Problem: Put every line of the rows below into a numbered list, leaving out any blank lines.

* begin *

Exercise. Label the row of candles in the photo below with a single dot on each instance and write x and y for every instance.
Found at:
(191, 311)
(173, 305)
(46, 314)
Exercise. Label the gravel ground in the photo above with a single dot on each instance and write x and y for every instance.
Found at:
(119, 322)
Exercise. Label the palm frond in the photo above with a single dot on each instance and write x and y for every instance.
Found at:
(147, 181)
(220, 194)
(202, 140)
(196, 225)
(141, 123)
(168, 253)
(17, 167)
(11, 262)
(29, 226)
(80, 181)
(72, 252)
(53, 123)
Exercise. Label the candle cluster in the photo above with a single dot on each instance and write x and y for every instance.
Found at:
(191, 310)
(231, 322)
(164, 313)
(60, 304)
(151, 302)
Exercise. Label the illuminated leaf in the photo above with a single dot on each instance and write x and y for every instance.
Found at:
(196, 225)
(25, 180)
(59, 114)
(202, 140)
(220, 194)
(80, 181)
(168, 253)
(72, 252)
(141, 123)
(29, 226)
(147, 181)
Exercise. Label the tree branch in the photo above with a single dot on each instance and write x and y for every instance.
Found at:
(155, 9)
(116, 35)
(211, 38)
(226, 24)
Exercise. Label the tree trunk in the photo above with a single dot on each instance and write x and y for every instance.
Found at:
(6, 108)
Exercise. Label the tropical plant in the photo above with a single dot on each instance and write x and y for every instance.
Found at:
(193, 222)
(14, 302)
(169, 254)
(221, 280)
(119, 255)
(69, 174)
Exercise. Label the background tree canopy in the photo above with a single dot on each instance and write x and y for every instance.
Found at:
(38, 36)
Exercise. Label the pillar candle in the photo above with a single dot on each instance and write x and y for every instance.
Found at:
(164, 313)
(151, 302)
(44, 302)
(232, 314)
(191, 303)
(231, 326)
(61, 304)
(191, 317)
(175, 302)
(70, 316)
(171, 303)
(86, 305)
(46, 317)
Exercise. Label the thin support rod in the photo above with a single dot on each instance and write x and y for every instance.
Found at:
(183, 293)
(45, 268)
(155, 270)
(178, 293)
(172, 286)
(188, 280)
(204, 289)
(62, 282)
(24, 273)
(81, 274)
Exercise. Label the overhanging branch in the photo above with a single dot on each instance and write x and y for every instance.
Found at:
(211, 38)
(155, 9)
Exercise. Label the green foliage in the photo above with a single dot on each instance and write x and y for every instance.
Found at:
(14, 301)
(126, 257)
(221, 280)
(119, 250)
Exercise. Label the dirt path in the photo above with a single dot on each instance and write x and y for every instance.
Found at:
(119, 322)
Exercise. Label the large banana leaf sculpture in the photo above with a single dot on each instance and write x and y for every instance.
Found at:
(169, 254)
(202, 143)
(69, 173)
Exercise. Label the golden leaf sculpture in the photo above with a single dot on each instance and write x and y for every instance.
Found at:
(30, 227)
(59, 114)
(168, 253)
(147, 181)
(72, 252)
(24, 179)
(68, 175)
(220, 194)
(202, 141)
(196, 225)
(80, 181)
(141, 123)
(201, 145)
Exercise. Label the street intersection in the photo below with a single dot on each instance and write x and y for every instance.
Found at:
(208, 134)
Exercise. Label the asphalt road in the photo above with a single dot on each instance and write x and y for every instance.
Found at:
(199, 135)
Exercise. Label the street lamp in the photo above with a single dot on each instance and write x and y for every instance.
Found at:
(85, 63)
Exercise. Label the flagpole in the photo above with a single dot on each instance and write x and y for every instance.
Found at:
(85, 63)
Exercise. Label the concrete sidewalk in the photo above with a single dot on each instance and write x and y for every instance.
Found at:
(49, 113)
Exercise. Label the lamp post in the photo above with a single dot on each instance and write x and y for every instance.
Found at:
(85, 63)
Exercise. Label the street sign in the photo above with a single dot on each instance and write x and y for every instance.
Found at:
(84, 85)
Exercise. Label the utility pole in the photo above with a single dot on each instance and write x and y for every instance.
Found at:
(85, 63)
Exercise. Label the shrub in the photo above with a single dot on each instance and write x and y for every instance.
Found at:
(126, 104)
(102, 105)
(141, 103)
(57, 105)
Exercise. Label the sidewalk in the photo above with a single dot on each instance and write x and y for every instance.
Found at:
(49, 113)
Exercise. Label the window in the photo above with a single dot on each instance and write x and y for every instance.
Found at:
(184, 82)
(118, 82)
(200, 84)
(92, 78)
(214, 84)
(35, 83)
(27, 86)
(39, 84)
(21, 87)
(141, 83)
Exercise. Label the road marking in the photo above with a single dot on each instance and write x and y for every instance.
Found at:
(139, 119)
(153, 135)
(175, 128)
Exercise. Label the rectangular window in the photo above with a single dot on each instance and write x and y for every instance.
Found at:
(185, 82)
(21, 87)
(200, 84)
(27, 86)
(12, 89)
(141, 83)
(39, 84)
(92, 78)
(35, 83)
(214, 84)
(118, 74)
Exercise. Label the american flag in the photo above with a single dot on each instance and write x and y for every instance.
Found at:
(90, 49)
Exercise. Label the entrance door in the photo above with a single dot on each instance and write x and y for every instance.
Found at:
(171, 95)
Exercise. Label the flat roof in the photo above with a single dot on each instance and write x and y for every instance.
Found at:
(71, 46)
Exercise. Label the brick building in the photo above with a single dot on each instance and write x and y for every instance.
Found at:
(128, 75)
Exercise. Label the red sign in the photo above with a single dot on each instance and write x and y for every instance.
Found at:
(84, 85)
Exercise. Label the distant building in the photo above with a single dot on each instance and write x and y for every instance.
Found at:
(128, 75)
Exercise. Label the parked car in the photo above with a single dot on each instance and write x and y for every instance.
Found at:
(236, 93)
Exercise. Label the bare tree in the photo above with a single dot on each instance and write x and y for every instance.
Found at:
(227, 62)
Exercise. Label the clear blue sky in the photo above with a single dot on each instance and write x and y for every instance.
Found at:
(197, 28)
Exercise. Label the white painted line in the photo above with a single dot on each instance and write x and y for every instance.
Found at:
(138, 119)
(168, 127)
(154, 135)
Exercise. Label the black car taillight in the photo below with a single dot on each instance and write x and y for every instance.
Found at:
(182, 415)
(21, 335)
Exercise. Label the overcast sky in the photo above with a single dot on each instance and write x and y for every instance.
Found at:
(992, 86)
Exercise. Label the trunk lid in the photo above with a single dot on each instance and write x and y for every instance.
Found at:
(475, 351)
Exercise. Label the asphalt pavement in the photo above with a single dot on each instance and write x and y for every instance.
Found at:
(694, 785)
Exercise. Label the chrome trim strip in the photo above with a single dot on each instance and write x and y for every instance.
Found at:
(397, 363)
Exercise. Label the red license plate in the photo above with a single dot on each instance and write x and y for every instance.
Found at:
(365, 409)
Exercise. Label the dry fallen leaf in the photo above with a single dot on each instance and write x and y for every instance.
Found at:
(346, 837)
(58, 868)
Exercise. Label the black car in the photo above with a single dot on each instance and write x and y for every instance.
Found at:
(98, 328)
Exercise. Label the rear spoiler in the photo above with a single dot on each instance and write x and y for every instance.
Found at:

* end *

Worked solution:
1. Exercise. Label the row of candles in the photo below with a single dot on each instance and write x and y for every instance.
2. Found at:
3. (191, 311)
4. (173, 305)
5. (46, 314)
6. Exercise. Label the gravel ground in the photo above with a single dot on each instance and write x and y for every instance.
7. Found at:
8. (119, 322)
9. Exercise. Label the palm frond in the photo above with a single dot on each instance and write x and y for every instance.
10. Found at:
11. (147, 181)
12. (220, 194)
13. (202, 140)
14. (196, 225)
15. (141, 123)
16. (168, 253)
17. (17, 167)
18. (11, 262)
19. (29, 226)
20. (80, 181)
21. (72, 252)
22. (53, 123)
23. Exercise. Label the candle cluster in the photo above with a single dot on each instance and write x and y for every instance.
24. Found at:
25. (191, 310)
26. (231, 322)
27. (164, 313)
28. (60, 304)
29. (151, 302)
30. Exercise. Label the illuminated leaf in the photo above with a single dot on each instance and write x and y for every instance.
31. Found at:
32. (196, 225)
33. (25, 180)
34. (59, 114)
35. (202, 140)
36. (220, 194)
37. (80, 181)
38. (168, 253)
39. (72, 252)
40. (141, 123)
41. (29, 226)
42. (147, 181)
43. Exercise. Label the tree branch in the photo above with a single dot on each instance and write x and y for every instance.
44. Found at:
45. (155, 9)
46. (116, 35)
47. (211, 38)
48. (226, 24)
49. Exercise. Label the tree trunk in the photo above with a single dot on each instance and write x and y for every instance.
50. Found at:
51. (6, 108)
52. Exercise. Label the tropical plant in the photo above with a single dot on each instance and write x and y for every instance.
53. Found at:
54. (193, 222)
55. (14, 302)
56. (169, 254)
57. (221, 280)
58. (119, 255)
59. (69, 174)
60. Exercise. Label the background tree canopy in the photo above with a single dot on each instance and write x and y for every instance.
61. Found at:
62. (38, 36)
63. Exercise. Label the pillar candle in the photo above with a single dot on each instance and write x and y for every instance.
64. Found at:
65. (164, 313)
66. (151, 302)
67. (44, 302)
68. (232, 314)
69. (191, 303)
70. (231, 326)
71. (61, 304)
72. (191, 317)
73. (175, 302)
74. (70, 316)
75. (171, 303)
76. (86, 305)
77. (46, 317)
78. Exercise. Label the thin support rod in the photo above with a single dot on each instance and write x and y for every instance.
79. Found at:
80. (183, 293)
81. (45, 268)
82. (155, 270)
83. (178, 293)
84. (172, 286)
85. (188, 280)
86. (204, 289)
87. (62, 282)
88. (24, 273)
89. (81, 274)
90. Exercise. Label the overhanging branch in the photo above with a single dot on each instance and write x and y for every instance.
91. Found at:
92. (211, 38)
93. (155, 9)
94. Exercise. Label the green foliage in the photo above with a single dot on each instance and write x and y for every instance.
95. Found at:
96. (14, 301)
97. (126, 257)
98. (221, 280)
99. (119, 250)
100. Exercise. Label the dirt path in the photo above with a single dot on each instance and write x and y for every instance.
101. Found at:
102. (119, 322)
103. Exercise. Label the large banana leaf sculpture in the photo above with a single dot on each instance and write x and y for every instance.
104. Found at:
105. (169, 254)
106. (202, 143)
107. (69, 173)
108. Exercise. Label the golden leaf sculpture in the photo above with a single dot on each instance and write x and y for every instance.
109. Found at:
110. (30, 227)
111. (59, 114)
112. (168, 253)
113. (147, 181)
114. (72, 252)
115. (24, 179)
116. (68, 175)
117. (220, 194)
118. (202, 141)
119. (196, 225)
120. (80, 181)
121. (141, 123)
122. (201, 145)
123. Exercise. Label the street intersection in the photo below with a single dot on each instance and write x and y for every instance.
124. Found at:
125. (208, 134)
126. Exercise. Label the asphalt road in the photo above with a single dot on each instance and write x and y for every instance.
127. Found at:
128. (199, 135)
129. Exercise. Label the street lamp in the photo above with a single dot on each instance and write x and y for every instance.
130. Found at:
131. (85, 63)
132. Exercise. Label the flagpole in the photo above with a single dot on each instance and write x and y for every instance.
133. Found at:
134. (85, 63)
135. Exercise. Label the concrete sidewalk in the photo above with a single dot on each instance and write x and y for every instance.
136. Found at:
137. (49, 113)
138. Exercise. Label the lamp post in the photo above with a single dot on each instance and write x and y for every instance.
139. Found at:
140. (85, 63)
141. Exercise. Label the street sign in the photo above with a single dot on each instance and write x and y for every instance.
142. Found at:
143. (84, 85)
144. Exercise. Label the utility pole in the photo above with a single dot on each instance and write x and y for every instance.
145. Found at:
146. (85, 63)
147. Exercise. Label the shrub in the photo above with a single dot on each instance and write x and y for every instance.
148. Found at:
149. (126, 104)
150. (102, 105)
151. (141, 103)
152. (57, 105)
153. Exercise. Label the sidewalk in the photo above with a single dot on each instance and write x and y for every instance.
154. Found at:
155. (49, 113)
156. Exercise. Label the window in the photo above with a single dot on each instance and write x and y for every instance.
157. Found at:
158. (184, 82)
159. (118, 82)
160. (200, 84)
161. (92, 78)
162. (214, 84)
163. (35, 83)
164. (27, 86)
165. (39, 84)
166. (21, 87)
167. (141, 83)
168. Exercise. Label the road marking in the photo above with a single dot on each instance and write x and y for every instance.
169. Found at:
170. (139, 119)
171. (153, 135)
172. (175, 128)
173. Exercise. Label the rectangular window in the photo above with a single dot on each instance and write x and y for every instance.
174. Found at:
175. (185, 82)
176. (21, 87)
177. (200, 84)
178. (27, 86)
179. (12, 89)
180. (141, 83)
181. (39, 84)
182. (92, 78)
183. (35, 83)
184. (214, 84)
185. (118, 74)
186. Exercise. Label the american flag in the photo above with a single dot on each instance and write x and y for every instance.
187. Found at:
188. (90, 49)
189. Exercise. Label the entrance door in the photo above with a single dot on each instance and write x and y for every instance.
190. Found at:
191. (171, 95)
192. Exercise. Label the flat roof in the photo above with a single dot on each instance and write x and y for every instance.
193. Found at:
194. (71, 46)
195. Exercise. Label the brick building in the photo above with a single dot on each instance and write x and y for every instance.
196. Found at:
197. (128, 75)
198. Exercise. Label the red sign in the photo above with a single dot on each instance and write x and y for every instance.
199. Found at:
200. (84, 85)
201. Exercise. Label the distant building in the photo above with a single dot on each instance and write x and y for every instance.
202. Found at:
203. (128, 75)
204. Exercise. Label the parked car in the photo above with a single dot on each instance and write x and y for every instance.
205. Found at:
206. (236, 93)
207. Exercise. Label the bare tree in the photo above with a single dot on each instance and write x and y for every instance.
208. Found at:
209. (227, 62)
210. Exercise. Label the clear blue sky in the photo above with a single dot on each instance and write x and y for every instance.
211. Found at:
212. (197, 28)
213. Exercise. Label the white painted line in the photo above with a single dot on each instance and write x and y for every instance.
214. Found at:
215. (138, 119)
216. (168, 127)
217. (154, 135)
218. Exercise. Label the black car taillight in the photo below with a single dot on each instance and write x and y for every instance.
219. Found at:
220. (182, 415)
221. (21, 335)
222. Exercise. Label the overcast sky in the photo above with a single dot on each instance and write x and y for every instance.
223. Found at:
224. (992, 86)
225. Exercise. Label the trunk lid in the photo above with a single dot on each instance and write x and y for every instance.
226. Found at:
227. (475, 351)
228. Exercise. Label the asphalt pavement in the photo above with a single dot on each instance and write x and y for every instance.
229. Found at:
230. (694, 785)
231. Exercise. Label the chrome trim strip in the photo above with a single dot on each instance and write x and y for every instance.
232. Found at:
233. (397, 363)
234. Exercise. Label the red license plate in the photo above with a single dot on each instance and write x and y for every instance.
235. Found at:
236. (365, 409)
237. Exercise. Label the dry fallen leaf in the photo above with a single dot on each instance and write x and y for every instance.
238. Found at:
239. (346, 837)
240. (58, 868)
241. Exercise. Label the black car in the photo above with a single dot on each instance and write x and y for every instance.
242. Found at:
243. (98, 328)
244. Exercise. Label the rear spoiler in the photo above with a single dot on each instance and write x and y for every instance.
245. Found at:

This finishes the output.